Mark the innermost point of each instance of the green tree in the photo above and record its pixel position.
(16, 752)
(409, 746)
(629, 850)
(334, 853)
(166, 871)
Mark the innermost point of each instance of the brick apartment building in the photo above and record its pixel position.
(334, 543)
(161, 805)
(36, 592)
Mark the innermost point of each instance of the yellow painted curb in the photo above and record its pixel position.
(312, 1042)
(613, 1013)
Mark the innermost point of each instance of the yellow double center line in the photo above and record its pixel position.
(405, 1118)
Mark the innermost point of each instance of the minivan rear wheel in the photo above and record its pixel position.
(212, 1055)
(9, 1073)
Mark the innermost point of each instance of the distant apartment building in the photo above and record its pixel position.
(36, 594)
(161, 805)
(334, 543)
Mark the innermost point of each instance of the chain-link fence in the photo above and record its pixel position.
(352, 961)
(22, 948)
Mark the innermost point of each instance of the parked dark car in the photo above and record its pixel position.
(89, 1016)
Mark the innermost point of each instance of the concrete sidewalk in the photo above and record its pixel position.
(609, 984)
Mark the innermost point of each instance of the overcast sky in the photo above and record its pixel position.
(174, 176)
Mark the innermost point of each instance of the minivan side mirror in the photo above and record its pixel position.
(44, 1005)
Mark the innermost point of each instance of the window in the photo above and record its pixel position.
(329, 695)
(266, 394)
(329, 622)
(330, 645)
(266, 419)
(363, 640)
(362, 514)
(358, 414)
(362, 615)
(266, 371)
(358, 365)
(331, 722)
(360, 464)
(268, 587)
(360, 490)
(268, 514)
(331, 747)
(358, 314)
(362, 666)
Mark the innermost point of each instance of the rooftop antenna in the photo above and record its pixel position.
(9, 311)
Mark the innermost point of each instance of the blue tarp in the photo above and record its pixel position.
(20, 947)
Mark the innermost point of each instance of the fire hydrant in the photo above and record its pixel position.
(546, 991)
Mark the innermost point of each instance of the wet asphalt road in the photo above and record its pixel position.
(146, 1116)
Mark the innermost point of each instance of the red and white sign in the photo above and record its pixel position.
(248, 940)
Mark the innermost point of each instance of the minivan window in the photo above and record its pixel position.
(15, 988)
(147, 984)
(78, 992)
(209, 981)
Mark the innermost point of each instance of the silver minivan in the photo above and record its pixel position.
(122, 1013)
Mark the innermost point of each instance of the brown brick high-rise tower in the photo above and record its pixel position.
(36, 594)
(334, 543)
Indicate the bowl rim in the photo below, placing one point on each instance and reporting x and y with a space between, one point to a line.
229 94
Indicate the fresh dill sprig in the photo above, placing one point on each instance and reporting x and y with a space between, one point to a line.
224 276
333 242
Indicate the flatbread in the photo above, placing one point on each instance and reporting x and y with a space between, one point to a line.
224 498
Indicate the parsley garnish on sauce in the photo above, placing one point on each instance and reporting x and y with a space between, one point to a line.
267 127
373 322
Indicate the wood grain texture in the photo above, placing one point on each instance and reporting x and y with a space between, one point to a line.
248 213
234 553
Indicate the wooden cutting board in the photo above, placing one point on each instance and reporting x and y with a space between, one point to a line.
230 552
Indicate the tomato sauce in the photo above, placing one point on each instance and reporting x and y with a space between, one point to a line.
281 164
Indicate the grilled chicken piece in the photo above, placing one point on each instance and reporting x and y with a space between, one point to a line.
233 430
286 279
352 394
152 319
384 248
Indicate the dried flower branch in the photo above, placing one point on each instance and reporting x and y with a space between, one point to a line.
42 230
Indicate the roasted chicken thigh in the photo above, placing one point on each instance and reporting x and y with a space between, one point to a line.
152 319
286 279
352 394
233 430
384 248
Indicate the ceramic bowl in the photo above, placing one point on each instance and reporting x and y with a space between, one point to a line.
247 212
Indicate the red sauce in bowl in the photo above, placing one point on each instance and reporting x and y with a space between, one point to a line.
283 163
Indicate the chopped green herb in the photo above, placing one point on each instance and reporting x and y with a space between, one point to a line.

━━━━━━

Your goal:
Give the listing again in full, with every line intact.

Solution for this exercise:
Mark the innermost point of each instance of the green tree in the photo above and record its pixel position.
(16, 752)
(409, 746)
(629, 850)
(334, 853)
(166, 871)
Mark the innermost point of each instance of the brick apartment building in the photo above and record its pixel position.
(334, 543)
(161, 805)
(36, 592)
Mark the innermost point of each instance of the yellow painted curb in the photo above and record its pixel position.
(312, 1042)
(613, 1013)
Mark the innermost point of each instance of the yellow double center line in the photo above and record its pixel position.
(405, 1118)
Mark the innermost point of each instance of the minivan rear wheel in the photo above and record its pixel position.
(212, 1055)
(9, 1073)
Mark the innermost point of each instance of the distant apartment building in the photo above and record its pixel position.
(36, 594)
(161, 805)
(334, 543)
Mark the innermost point of each instance of the chain-link fence in the photo above and record its pixel position.
(352, 961)
(22, 948)
Mark the innermost point of each instance of the parked dark car in the photo above and record its pixel position.
(89, 1016)
Mark the innermost point of each instance of the concrete sidewalk in the photo above and record its pixel position.
(609, 984)
Mark the innermost point of each instance of the overcast sky in the photo above and record its pixel position.
(174, 176)
Mark the innermost point of each instance of the minivan side mirror in the photo above and record its pixel position.
(44, 1005)
Mark the innermost point of each instance of the window in the photo above and record its pixel position.
(329, 695)
(266, 394)
(329, 622)
(330, 645)
(266, 419)
(363, 640)
(362, 514)
(358, 414)
(362, 615)
(266, 371)
(358, 365)
(331, 722)
(360, 464)
(268, 587)
(360, 490)
(268, 514)
(331, 747)
(358, 314)
(362, 666)
Mark the innermost point of each instance of the rooftop antenna in the photo above and record its pixel position.
(9, 311)
Mark the innermost point of each instance of the blue tarp in the photo above and record its pixel position.
(20, 947)
Mark the innermost point of each instance of the fire hydrant in the photo above and record its pixel position.
(546, 991)
Mark the innermost point of each instance of the wet asphalt road in the photo above and record its pixel position.
(146, 1116)
Mark the innermost point of each instance of the red and white sign in the photo above and record its pixel position.
(248, 940)
Mark the innermost point of each instance of the minivan window in the photo above and record its pixel position.
(15, 988)
(147, 984)
(78, 992)
(209, 981)
Mark the innermost point of each instance of the silver minivan in the photo above and record its pixel position.
(122, 1013)
Mark the innermost point of each instance of the brown brick high-rise tower in the photo above and record its pixel position.
(36, 594)
(334, 543)
Indicate the bowl rim in the photo below, placing one point on each instance and reporting x and y with a space between, one point to a line.
229 94
Indicate the fresh dill sprig in the photo above, placing one point on each instance and reporting x and y with a space between, one point to a line.
224 276
333 242
Indicate the flatbread in the photo above, placing one point on each instance and reporting x and y with a space between, one point to a line.
224 498
Indicate the parsley garnish on sauce in the photo above, placing one point on each instance and reporting x and y with a space between, one point to a line.
267 127
373 322
Indicate the wood grain texture in the photo above, placing one point on each instance and reporting x and y with a space between, one point to a line.
248 213
234 553
Indicate the wooden cutting board in the photo above, placing one point on each instance and reporting x and y with a space between, one point to a line.
230 552
Indicate the tomato sauce in the photo above, placing one point on each instance and reporting x and y with a space between, one point to a line.
281 164
Indicate the grilled chicken piece in the photo above, placing one point on each instance and reporting x and y with a space between, one point to a line.
233 430
286 279
352 394
152 319
384 248
Indicate the dried flower branch in the photo above, placing one point on each instance and reporting x and y with a space between, one point to a line.
42 230
Indicate the roasted chicken thigh in the photo above, placing one point on each instance and reporting x and y with a space between, one point to a line.
152 319
286 279
352 394
233 430
384 248
Indicate the ceramic bowl in the photo above, placing one point on each instance and reporting x and y with a space between, one point to a line.
247 212
Indicate the red sauce in bowl in the photo above, placing one point on each instance and reporting x and y with a space between, one point to a line.
283 163
Indicate the chopped green herb in the photo above, placing one point on each instance and reporting x and y with a space between, one point to a line.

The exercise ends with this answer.